── TEXTE ──

C. AUDITION DE M. ANDRÉ FERTIER, PRÉSIDENT DE CEMAFORRE ET DE EUCREA FRANCE (ACCÈS DES PERSONNES HANDICAPÉES À LA CULTURE)

M. Nicolas ABOUT, président - L'intégration des personnes handicapées dans la Cité ne se limite pas aux seules questions de l'insertion scolaire, professionnelle et à l'accessibilité au cadre de vie, mais doit également leur permettre un égal accès à la culture. Pourtant, de récents rapports ainsi que notre expérience quotidienne soulignent la persistance de nombreux obstacles à une ouverture effective de la culture aux personnes handicapées. C'est pourquoi nous avons souhaité vous entendre sur ce sujet, dans lequel vous vous investissez depuis longtemps. Vous présidez en effet depuis plus de quinze ans l'association CEMAFORRE, qui cherche à promouvoir une réelle égalité des chances pour l'accès à la culture, mais aussi le réseau EUCREA France, qui rassemble des organismes qui agissent dans ce domaine.

───

[EXERCICES]
- A) Dans le texte sur l'accès des personnes handicapées à la culture :
(i) Qui prend la parole en tant que président ?
(ii) Depuis combien de temps M. André Fertier préside-t-il l'association CEMAFORRE ?
(iii) Qu'est-ce que le réseau EUCREA France rassemble ?
- B) Poursuivez le texte sur l'accès des personnes handicapées à la culture à partir de sa dernière phrase.

── DONNÉES FOURNIES ──

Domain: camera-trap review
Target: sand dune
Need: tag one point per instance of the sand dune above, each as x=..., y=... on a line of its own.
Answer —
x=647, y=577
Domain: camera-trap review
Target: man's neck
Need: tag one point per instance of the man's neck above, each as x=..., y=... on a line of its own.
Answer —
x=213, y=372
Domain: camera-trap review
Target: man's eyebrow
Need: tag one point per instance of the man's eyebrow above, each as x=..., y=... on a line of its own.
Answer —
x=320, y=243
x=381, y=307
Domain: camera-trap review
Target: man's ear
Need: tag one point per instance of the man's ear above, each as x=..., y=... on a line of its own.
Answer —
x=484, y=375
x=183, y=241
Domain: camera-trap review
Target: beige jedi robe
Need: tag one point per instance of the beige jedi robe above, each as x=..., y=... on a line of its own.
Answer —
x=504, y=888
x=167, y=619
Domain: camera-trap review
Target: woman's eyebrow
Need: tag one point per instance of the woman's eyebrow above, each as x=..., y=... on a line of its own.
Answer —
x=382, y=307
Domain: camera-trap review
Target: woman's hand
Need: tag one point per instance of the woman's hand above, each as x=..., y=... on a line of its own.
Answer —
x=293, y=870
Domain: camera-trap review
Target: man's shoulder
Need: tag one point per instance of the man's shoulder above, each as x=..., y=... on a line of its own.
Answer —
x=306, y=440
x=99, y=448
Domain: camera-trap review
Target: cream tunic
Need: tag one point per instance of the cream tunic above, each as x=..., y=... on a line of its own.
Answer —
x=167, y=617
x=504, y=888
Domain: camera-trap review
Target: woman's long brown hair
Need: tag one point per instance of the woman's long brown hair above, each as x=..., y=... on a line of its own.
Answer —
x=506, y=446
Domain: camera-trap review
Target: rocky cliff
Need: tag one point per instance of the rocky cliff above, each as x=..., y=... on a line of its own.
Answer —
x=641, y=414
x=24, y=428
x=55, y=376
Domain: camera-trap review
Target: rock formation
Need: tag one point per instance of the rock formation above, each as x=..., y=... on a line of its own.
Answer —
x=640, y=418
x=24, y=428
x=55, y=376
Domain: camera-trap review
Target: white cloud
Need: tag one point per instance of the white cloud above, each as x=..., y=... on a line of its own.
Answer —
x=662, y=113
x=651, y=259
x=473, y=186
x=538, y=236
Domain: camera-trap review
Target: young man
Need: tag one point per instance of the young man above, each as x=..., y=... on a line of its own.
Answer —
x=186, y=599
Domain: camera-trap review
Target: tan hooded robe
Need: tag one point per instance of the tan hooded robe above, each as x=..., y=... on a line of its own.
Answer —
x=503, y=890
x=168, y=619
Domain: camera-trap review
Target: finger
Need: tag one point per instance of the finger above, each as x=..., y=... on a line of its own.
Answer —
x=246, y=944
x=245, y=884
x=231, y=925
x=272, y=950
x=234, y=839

───

[RÉPONSES POINT PAR POINT]
- A)
(i) M. Nicolas About.
(ii) Depuis plus de quinze ans.
(iii) Des organismes qui agissent dans le domaine de l'accès à la culture.

- B)
Aussi pourriez-vous, en exposé liminaire, nous présenter l'action de ces associations, avant que notre rapporteur vous pose ses questions.

M. André FERTIER - CEMAFORRE est effectivement une association créée il y a une quinzaine d'années avec un enracinement sur des activités de terrain, des activités culturelles pour des personnes ayant subi un traumatisme crânien, des personnes autistes et des personnes âgées dépendantes. Nous avons constaté que dans ce domaine, les réflexions étaient surtout d'ordre intellectuel, portant sur les vertus thérapeutiques de l'Art, sur l'image de la personne handicapée, sur le droit de demander à une personne handicapée de monter sur scène, etc. Or, en tant que responsable associatif, j'ai eu le sentiment que la question n'était pas fondamentalement abordée sous l'angle du respect du droit et surtout sous l'angle de l'accessibilité technique et pratique.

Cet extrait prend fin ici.